▶ SELECTED TEXT
===============
# MinnKota Deckhand ??



## badger (Mar 9, 2005)

Anyone have one of these? It is the auto anchoring system from MinnKota. From the reviews online, people either love em or hate em. Just looking for feedback as I am considering putting one on my boat.


----------



## adjusted3 (Feb 3, 2003)

Depends on what you are going to use it for. For flat water inland lakes, they would be ok. the Deckhand comes in 2 sizes, the 20 and the 40. If your anchor is larger then 40LB, then this is not for you. 

If your anchoring in the rivers, using a lead pyamid anchor, then I would look at an ATV winch. I use a 2500 lb winch with a 70lb anchor for the rivers and the cost is right. $249 for the Deckhand vs $69- $79 for a ATV winch. For less then $100 you can put a very stout anchor system on your boat. 

Mark


----------



## hmdomn (Sep 22, 2008)

where can you buy a 60-70 lb. pyramid anchor around the Lansing area? I am also in the market for a heavy anchor. I have the deckhand 40 with a 30lb. achor, but looking to upgrade, as I fish the Muskegon occasionally. As mentioned, lakes are fine, but I think the deckhand won't be feasible in regular use in heavy current.

To answer your question, I like the deckhand and I have never had any issues with it in the last 3 years I have had it. Just don't exceed the anchor pound rating.


----------



## adjusted3 (Feb 3, 2003)

There is a guy with the Battle Creek Steelheaders that will pour you what ever LB anchor you wish. He used to charge $1.00 a lb but since lead has gone up he might be up in that $2.00 a lb now. Send Spanky a PM and he will get you in touch with him as the name escapes me. 

Now, if you have your own lead, I have a mold that a couple of us built. That is how I made mine. We can set up a day for you to head over to the west side and we can get you one poured. I just need some heads up so I can go get the mold. Send me a PM if interested. 

Mark


----------



## Sam22 (Jan 22, 2003)

adjusted3 said:


> Depends on what you are going to use it for. For flat water inland lakes, they would be ok. the Deckhand comes in 2 sizes, the 20 and the 40. If your anchor is larger then 40LB, then this is not for you.
> 
> If your anchoring in the rivers, using a lead pyamid anchor, then I would look at an ATV winch. I use a 2500 lb winch with a 70lb anchor for the rivers and the cost is right. $249 for the Deckhand vs $69- $79 for a ATV winch. For less then $100 you can put a very stout anchor system on your boat.
===============
▶ INFORMATION PROVIDED
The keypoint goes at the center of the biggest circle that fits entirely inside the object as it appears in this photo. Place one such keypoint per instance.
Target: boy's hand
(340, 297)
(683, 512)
===============
▶ REQUIREMENTS
1. According to the MinnKota Deckhand thread, in which two sizes does the Deckhand come?
2. Write what comes next in the MinnKota Deckhand thread, picking up after its final line.
The data after the thread isn't needed for this work.

▶ THE RESULTS
1. The 20 and the 40.

2.
> 
> Mark


I am interested in how the ATV winches work. I have a tin can 14' sea nymph. Think I could mount it on that boat somehow? Does it come up and go down really slowly? Do you have pics of how it is mounted and whatnot?? I also need to make some kind of tower for the bow, I have a welder so I can fab up something.


----------



## adjusted3 (Feb 3, 2003)

Sam22 said:


> I am interested in how the ATV winches work. I have a tin can 14' sea nymph. Think I could mount it on that boat somehow? Does it come up and go down really slowly? Do you have pics of how it is mounted and whatnot?? I also need to make some kind of tower for the bow, I have a welder so I can fab up something.


Here is the only photo that I could get my hands on right away on this computer- Winch and davit is shown on the nose of the boat-



For the davit, it is made out of angle iron, with a garage door bearing wheel on the front of it. This system has been working for the last 5 years this way. It is no speed demon, but doeas a really good job. Keep in mind that typically you are only anchoring in 5-9 foot of water on a river. 

Hope that helps

Mark


----------



## Sam22 (Jan 22, 2003)

Thank you... I would have to be more creative with my little boat, but I think I can do it. The only concern I have is speed, if it's really slow to drop that would be a pain in the springtime. I think I might just go for it... and rig one up.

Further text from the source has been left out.